Instruction
Reproduce the following text on Vulkan semaphore support in fence cycles word for word, in its entirety.

**** Provided text ****

Support using Vulkan semaphores with fence cycles

In some cases like presentation, it may be possible to avoid waiting on the CPU by using a semaphore to indicate GPU completion. Due to the binary nature of Vulkan semaphores this requires a fair bit of code as we need to ensure semaphores are always unsignalled before they are waited on and signalled again. This is achieved with a special kind of chained cycle that can be added even after guest GPFIFO processing for a given cycle, the main cycle's semaphore can be waited and then the cycle for the wait attached to the main cycle and it will be waited on before signalling.

app/src/main/cpp/skyline/gpu/command_scheduler.cpp

@@ -32,10 +32,11 @@ namespace skyline::gpu {
     }
 
     CommandScheduler::CommandBufferSlot::CommandBufferSlot(vk::raii::Device &device, vk::CommandBuffer commandBuffer, vk::raii::CommandPool &pool)
-        : device(device),
-          commandBuffer(device, static_cast<VkCommandBuffer>(commandBuffer), static_cast<VkCommandPool>(*pool)),
-          fence(device, vk::FenceCreateInfo{}),
-          cycle(std::make_shared<FenceCycle>(device, *fence)) {}
+        : device{device},
+          commandBuffer{device, static_cast<VkCommandBuffer>(commandBuffer), static_cast<VkCommandPool>(*pool)},
+          fence{device, vk::FenceCreateInfo{}},
+          semaphore{device, vk::SemaphoreCreateInfo{}},
+          cycle{std::make_shared<FenceCycle>(device, *fence, *semaphore)} {}
 
     CommandScheduler::CommandScheduler(const DeviceState &state, GPU &pGpu)

**** Recorded data ****

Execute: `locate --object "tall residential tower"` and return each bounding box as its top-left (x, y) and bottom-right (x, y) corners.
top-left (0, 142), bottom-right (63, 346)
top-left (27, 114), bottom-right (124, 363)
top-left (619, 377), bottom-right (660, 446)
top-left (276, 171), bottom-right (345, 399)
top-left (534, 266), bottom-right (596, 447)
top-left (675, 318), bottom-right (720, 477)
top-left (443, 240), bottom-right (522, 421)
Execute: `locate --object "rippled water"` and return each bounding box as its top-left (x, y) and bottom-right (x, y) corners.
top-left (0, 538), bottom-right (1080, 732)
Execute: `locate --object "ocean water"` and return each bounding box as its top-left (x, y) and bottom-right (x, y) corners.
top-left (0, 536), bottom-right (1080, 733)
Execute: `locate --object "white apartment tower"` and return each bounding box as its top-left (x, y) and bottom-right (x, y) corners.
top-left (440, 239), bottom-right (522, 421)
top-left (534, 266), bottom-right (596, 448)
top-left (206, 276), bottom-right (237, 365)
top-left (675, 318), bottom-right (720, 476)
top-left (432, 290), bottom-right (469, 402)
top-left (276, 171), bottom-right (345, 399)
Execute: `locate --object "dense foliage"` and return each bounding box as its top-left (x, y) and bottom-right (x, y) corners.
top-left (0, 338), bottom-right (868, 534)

****
**** Recorded data ****

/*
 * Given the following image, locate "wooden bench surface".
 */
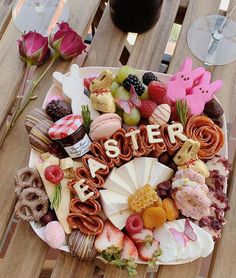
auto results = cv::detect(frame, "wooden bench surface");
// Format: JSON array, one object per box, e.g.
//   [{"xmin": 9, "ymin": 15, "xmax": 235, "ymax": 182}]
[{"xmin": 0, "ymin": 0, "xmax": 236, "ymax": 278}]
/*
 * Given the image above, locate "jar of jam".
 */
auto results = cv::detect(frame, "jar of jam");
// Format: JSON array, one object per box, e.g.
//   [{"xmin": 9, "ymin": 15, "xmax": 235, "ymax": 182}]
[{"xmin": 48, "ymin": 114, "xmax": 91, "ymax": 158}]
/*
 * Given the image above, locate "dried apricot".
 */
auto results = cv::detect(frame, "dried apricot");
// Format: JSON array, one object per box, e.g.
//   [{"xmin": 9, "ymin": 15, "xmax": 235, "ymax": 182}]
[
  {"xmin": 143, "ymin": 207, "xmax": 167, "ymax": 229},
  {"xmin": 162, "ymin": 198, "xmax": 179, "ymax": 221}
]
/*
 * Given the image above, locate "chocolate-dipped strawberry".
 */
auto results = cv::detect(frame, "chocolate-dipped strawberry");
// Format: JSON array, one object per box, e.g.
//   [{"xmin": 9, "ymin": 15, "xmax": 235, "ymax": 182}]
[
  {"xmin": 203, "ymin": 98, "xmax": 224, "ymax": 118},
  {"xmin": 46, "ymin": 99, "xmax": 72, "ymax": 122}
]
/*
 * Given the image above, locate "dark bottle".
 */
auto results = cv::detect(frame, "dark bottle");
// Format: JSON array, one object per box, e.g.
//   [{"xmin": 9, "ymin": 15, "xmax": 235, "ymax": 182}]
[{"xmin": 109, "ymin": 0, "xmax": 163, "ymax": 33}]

****

The solution
Support using Vulkan semaphores with fence cycles

In some cases like presentation, it may be possible to avoid waiting on the CPU by using a semaphore to indicate GPU completion. Due to the binary nature of Vulkan semaphores this requires a fair bit of code as we need to ensure semaphores are always unsignalled before they are waited on and signalled again. This is achieved with a special kind of chained cycle that can be added even after guest GPFIFO processing for a given cycle, the main cycle's semaphore can be waited and then the cycle for the wait attached to the main cycle and it will be waited on before signalling.

app/src/main/cpp/skyline/gpu/command_scheduler.cpp

@@ -32,10 +32,11 @@ namespace skyline::gpu {
     }
 
     CommandScheduler::CommandBufferSlot::CommandBufferSlot(vk::raii::Device &device, vk::CommandBuffer commandBuffer, vk::raii::CommandPool &pool)
-        : device(device),
-          commandBuffer(device, static_cast<VkCommandBuffer>(commandBuffer), static_cast<VkCommandPool>(*pool)),
-          fence(device, vk::FenceCreateInfo{}),
-          cycle(std::make_shared<FenceCycle>(device, *fence)) {}
+        : device{device},
+          commandBuffer{device, static_cast<VkCommandBuffer>(commandBuffer), static_cast<VkCommandPool>(*pool)},
+          fence{device, vk::FenceCreateInfo{}},
+          semaphore{device, vk::SemaphoreCreateInfo{}},
+          cycle{std::make_shared<FenceCycle>(device, *fence, *semaphore)} {}
 
     CommandScheduler::CommandScheduler(const DeviceState &state, GPU &pGpu)